For example, Empson determined fairly early in his career that “all” was a pet word of Milton’s, and he pursued this notion through various formulas; but what was special about Milton’s use of “all”—common to all the dramatic contexts in which he used the word, and different from the way in which other poets used it—never came clear. One notes, by the way, that Donne in “Lovers’ Infiniteness” uses the word ten times in thirty-three lines, each time giving it a strong emphasis. If Milton did give the word some special inflection of thought or feeling, it might have been brought out in close comparison with such a poem.
On the other hand, when Empson called attention to Donne’s fondness for the idea of another world, another sphere, a fresh spiritual dispensation, it’s an insight that needs no elaboration; it changes instantly the emphasis with which one reads not only passages like the one on his mistress going to bed (“Oh my America, my new found land!”) but a crux like that in the last stanza of “The Relic”:
Our hands ne’er touched the seals,
Which nature, injured by late law, sets free.

DATASET SECTION ::
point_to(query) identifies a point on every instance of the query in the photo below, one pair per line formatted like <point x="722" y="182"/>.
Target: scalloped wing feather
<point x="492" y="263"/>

SET EXERCISE A ::
According to the Empson passage, how often does Donne use the word "all" in "Lovers' Infiniteness"?
SET EXERCISE B ::
Resume the Empson passage, beginning right after the quoted line "Which nature, injured by late law, sets free."
The listing comes from a separate source, unrelated to the Empson passage.

EXPECTED ANSWER A ::
Ten times in thirty-three lines, each time with strong emphasis.

EXPECTED ANSWER B ::
Seven Types of Ambiguity is never altogether safe to read; one is constantly being carried off into speculations of one’s own, sometimes on the basis of a passage misquoted from Empson’s teeming memory, or in response to some other critic whose position has been seen only in part and askance. Empson wasn’t much interested in the plebeian sort of accuracy; but his mind worked at very high tension on the problems that concerned it—graduate students can, and doubtless will, clean up the details. I have heard that at least one highly respected physicist used to admit cheerfully that his mathematics wasn’t all that good; his gift was for insights, and he was glad to let other people work out the details. So, in many ways, William Empson, even as a young man.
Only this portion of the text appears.